## start INPUT MATERIAL

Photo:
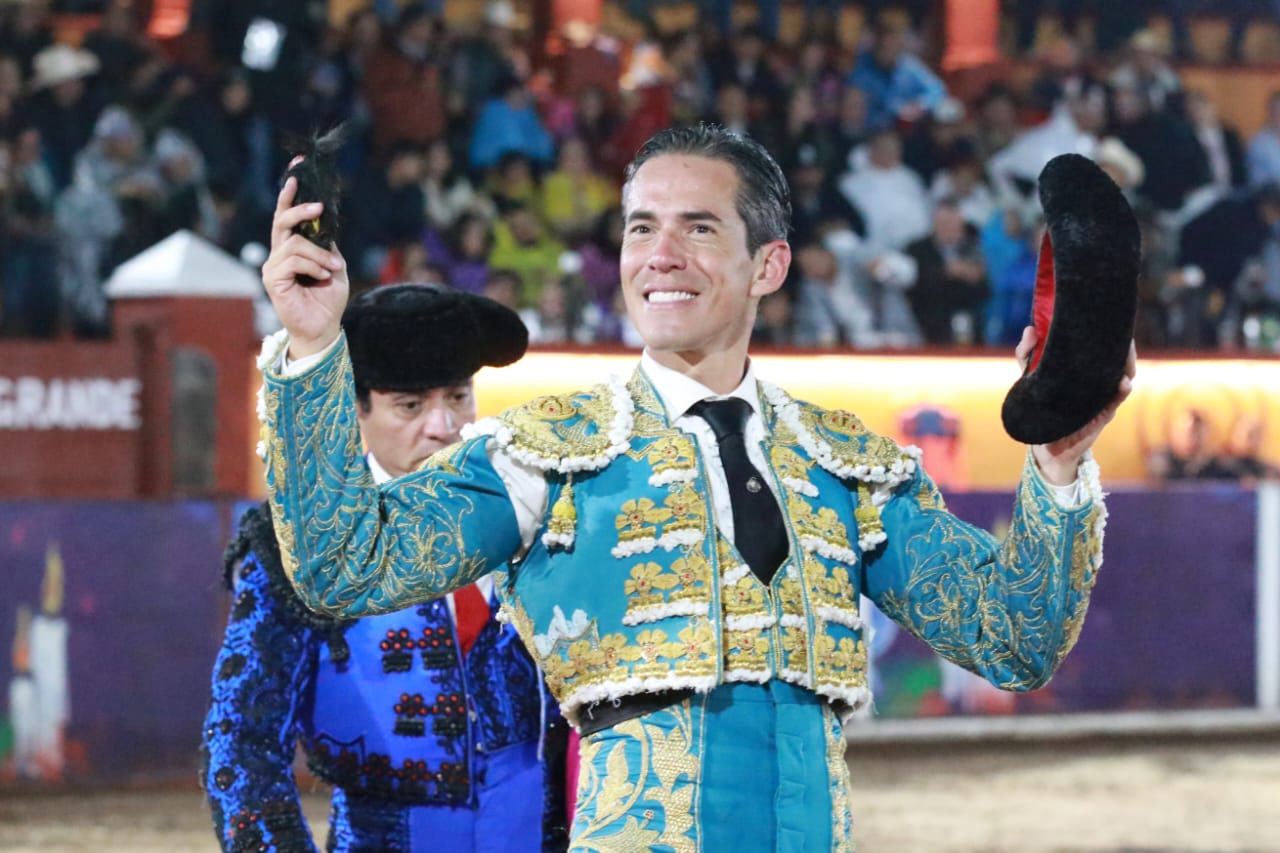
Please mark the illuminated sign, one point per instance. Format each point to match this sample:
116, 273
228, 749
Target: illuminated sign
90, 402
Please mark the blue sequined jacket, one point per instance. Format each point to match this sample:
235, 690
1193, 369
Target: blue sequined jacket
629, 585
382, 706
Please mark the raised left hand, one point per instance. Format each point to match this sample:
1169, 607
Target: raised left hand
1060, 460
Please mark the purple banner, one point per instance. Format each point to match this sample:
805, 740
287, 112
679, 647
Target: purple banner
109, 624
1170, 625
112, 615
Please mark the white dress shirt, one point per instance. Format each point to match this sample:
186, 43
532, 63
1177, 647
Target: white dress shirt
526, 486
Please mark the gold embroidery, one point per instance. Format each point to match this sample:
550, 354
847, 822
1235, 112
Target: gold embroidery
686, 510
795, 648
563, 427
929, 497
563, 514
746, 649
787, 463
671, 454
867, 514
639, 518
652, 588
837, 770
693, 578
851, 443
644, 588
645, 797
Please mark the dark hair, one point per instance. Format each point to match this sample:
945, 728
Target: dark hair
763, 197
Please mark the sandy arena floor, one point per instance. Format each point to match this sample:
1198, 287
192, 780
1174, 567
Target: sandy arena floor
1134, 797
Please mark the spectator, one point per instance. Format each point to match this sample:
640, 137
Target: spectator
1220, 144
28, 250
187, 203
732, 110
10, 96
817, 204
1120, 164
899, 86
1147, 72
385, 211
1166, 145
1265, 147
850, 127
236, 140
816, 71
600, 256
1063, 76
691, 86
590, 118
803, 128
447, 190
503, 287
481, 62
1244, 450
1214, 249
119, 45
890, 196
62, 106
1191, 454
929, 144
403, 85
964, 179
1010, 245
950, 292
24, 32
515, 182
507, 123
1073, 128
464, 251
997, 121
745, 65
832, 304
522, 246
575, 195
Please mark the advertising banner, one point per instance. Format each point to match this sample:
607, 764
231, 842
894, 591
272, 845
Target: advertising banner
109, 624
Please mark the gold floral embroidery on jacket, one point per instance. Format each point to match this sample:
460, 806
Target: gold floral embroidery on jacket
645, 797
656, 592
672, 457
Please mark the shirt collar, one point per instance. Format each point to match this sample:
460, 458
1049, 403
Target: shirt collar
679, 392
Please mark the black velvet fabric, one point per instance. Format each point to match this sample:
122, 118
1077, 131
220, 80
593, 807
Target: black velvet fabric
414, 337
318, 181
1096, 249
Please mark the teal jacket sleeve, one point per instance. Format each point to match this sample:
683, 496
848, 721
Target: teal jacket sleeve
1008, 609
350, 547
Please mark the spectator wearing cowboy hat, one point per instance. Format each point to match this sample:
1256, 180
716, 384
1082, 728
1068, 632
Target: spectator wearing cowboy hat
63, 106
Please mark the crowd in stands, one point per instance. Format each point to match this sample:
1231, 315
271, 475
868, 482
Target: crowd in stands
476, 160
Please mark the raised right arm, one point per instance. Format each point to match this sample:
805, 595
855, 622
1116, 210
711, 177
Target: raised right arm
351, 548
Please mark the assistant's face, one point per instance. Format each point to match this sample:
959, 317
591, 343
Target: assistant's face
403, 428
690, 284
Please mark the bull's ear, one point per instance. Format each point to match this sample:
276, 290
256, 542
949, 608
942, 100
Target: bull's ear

## end INPUT MATERIAL

DIRECTIVE:
Rename "Target" to "Object" everywhere it occurs in the material above, and write out all of the material again with nothing else changed. Leave the pictures out of your answer.

ANSWER TO THIS PROBLEM:
Photo:
Please mark the illuminated sign, one point per instance. Format each point to match this sample:
116, 273
228, 749
Object: illuminated sign
90, 402
Please mark the blue sequined jacket, one point per instance. Format each point to match this sample:
235, 690
1193, 369
Object: blue sequined jacket
629, 585
382, 706
Please mark the raised left hand, one point per instance. Format each point to match this sample:
1169, 607
Object: raised left hand
1060, 460
Please mark the purple banner, one point per instance. Format each point to match this sample:
805, 740
287, 112
679, 647
Object: purple banner
109, 624
1170, 625
112, 615
Please mark the white dress shirt, one point per instance. Format each point to match this sample:
186, 43
532, 63
1177, 647
Object: white dress shirt
526, 486
Please mark the gold embroidery, one point per instance. Format each point to match this sample:
550, 354
847, 822
1235, 112
Object: gold embroidery
686, 510
795, 648
563, 427
929, 497
563, 514
746, 649
787, 463
671, 454
867, 514
639, 518
652, 588
837, 770
693, 578
851, 443
644, 588
645, 797
Please mark the dark hair, one point per instance. Format each point to match this sample:
945, 728
Object: dark hair
763, 197
Please mark the sandy arena floor, one point per instance. Format each point to match this sample:
1198, 287
192, 780
1174, 567
Object: sandy arena floor
1134, 797
Please mark the spectator, one point per instance. Format each point to match this sample:
640, 137
Object: spectator
1220, 144
28, 250
187, 203
732, 110
10, 96
817, 204
1120, 164
899, 86
1147, 72
385, 211
1166, 145
1265, 147
850, 127
236, 140
816, 71
600, 256
1063, 76
691, 86
590, 118
803, 128
447, 190
503, 287
481, 62
1244, 450
1214, 249
119, 45
890, 196
62, 106
1191, 454
929, 144
403, 85
964, 179
1010, 245
950, 292
24, 32
515, 182
507, 123
1073, 128
464, 251
997, 121
745, 65
832, 304
522, 246
575, 195
Please mark the advertising banner, one point per instance. Format each point to match this sample:
607, 764
231, 842
894, 591
272, 845
Object: advertising banner
109, 624
Please mark the gold floral embroidery on jacket, one point per instance. Format each point to match this sample:
460, 806
Object: gold floral embroidery on jacket
645, 797
656, 592
672, 457
Please mark the shirt collar, one point per instance. Format each point to match this sample:
460, 458
1049, 403
Object: shirt collar
679, 392
Please mark the black velvet fabric, one point per instance. Format each point to match this sample:
122, 118
1077, 131
220, 80
593, 807
Object: black velvet fabric
414, 337
318, 181
1096, 249
Please mark the teal jacket sleeve, one point per instance. Format each point to match this sample:
683, 496
848, 721
Object: teal jacket sleeve
1008, 609
350, 547
Please mark the spectator wearing cowboy hat, one point per instance. Format each point to match this sample:
1256, 180
716, 384
1082, 728
1068, 632
Object: spectator wearing cowboy hat
63, 106
Please mark the crowd in stands, one point per instance. Format each point to match this sample:
1231, 315
271, 475
868, 482
Object: crowd in stands
476, 160
Please mark the raised right arm, one point per instance. Format each point to match this sample:
805, 595
855, 622
1116, 210
711, 177
Object: raised right arm
351, 548
Please mark the assistant's face, one point per instance. Format each point to match this sample:
959, 317
591, 343
Object: assistant's face
403, 428
690, 284
Please mark the bull's ear, one point per instance. Format each point to match this sample:
276, 290
256, 542
949, 608
942, 100
Object: bull's ear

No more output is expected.